Data in this exercise >>
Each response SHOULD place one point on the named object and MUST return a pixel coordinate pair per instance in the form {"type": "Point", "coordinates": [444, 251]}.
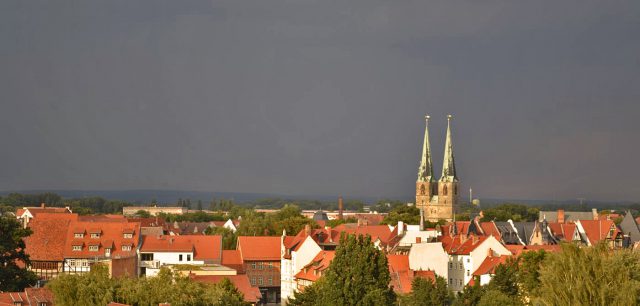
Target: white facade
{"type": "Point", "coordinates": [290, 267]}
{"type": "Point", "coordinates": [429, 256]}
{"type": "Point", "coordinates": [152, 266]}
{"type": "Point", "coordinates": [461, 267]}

---

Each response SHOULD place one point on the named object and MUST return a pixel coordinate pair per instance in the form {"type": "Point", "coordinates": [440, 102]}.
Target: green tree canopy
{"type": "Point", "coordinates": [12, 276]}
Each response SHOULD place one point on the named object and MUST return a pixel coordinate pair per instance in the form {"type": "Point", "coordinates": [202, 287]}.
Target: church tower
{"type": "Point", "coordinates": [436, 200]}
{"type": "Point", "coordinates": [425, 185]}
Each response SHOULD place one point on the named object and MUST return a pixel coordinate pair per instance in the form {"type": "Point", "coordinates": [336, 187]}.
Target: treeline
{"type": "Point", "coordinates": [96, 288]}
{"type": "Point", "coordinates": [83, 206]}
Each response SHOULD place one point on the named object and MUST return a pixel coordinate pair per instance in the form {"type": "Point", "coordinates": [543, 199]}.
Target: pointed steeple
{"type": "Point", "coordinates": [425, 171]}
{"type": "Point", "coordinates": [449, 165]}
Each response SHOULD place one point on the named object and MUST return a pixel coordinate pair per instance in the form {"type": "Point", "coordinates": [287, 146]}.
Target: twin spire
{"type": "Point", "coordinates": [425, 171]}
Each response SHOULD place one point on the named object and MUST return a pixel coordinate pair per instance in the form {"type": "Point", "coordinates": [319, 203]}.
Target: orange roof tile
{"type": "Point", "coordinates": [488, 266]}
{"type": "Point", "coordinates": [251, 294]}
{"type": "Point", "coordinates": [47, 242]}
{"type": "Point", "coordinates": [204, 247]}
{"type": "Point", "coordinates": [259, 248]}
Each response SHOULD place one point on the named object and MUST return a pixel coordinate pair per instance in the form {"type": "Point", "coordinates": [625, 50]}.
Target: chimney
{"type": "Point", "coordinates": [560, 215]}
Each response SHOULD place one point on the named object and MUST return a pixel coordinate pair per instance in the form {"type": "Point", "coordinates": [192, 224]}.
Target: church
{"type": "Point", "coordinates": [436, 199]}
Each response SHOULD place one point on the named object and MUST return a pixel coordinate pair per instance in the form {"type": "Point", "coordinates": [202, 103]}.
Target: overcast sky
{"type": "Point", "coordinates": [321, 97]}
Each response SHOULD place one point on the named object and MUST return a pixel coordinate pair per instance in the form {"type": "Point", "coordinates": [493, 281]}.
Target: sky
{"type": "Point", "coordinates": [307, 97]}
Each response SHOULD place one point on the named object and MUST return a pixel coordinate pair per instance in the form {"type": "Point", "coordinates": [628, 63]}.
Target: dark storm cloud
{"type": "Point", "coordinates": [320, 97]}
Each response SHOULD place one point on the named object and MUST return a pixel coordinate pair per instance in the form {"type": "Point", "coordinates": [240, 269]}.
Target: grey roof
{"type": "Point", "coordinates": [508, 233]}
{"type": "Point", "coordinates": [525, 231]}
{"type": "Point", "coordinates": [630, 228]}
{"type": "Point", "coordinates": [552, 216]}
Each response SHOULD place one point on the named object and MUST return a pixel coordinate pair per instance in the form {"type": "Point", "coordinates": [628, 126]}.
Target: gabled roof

Exercise >> Your answer should consist of the lines from the line with "Target: chimney" to the line with "Target: gabled roof" above, repeated exactly, both ends included.

Output for this task >>
Target: chimney
{"type": "Point", "coordinates": [560, 215]}
Each response SHOULD place one point on the named object and MUST return a pixel coordinate pair per instance in the form {"type": "Point", "coordinates": [192, 224]}.
Target: church
{"type": "Point", "coordinates": [436, 199]}
Each response SHOULD place one point on the named object and MUST return a pixel coordinate pair per instance in the form {"type": "Point", "coordinates": [202, 103]}.
Target: overcast sky
{"type": "Point", "coordinates": [321, 97]}
Each response SHOULD place one point on the named object and MUST return a pixel coordinate pair per instance in the form {"type": "Point", "coordinates": [493, 281]}.
Target: sky
{"type": "Point", "coordinates": [307, 97]}
Each response SHOULD place one point on the named object and MUST return a pixel coordinate pair per instance in the form {"type": "Point", "coordinates": [628, 63]}.
Target: dark storm cloud
{"type": "Point", "coordinates": [320, 97]}
Each response SHOULD place one point on the named object and MUST return a pixel coordinate pair per instance in the form {"type": "Point", "coordinates": [240, 269]}.
Target: grey roof
{"type": "Point", "coordinates": [508, 233]}
{"type": "Point", "coordinates": [525, 231]}
{"type": "Point", "coordinates": [630, 228]}
{"type": "Point", "coordinates": [552, 216]}
Each response SHOULD place one point on the named object and MUST return a pixel coordinate pair per instance in the form {"type": "Point", "coordinates": [628, 126]}.
Target: gabled roof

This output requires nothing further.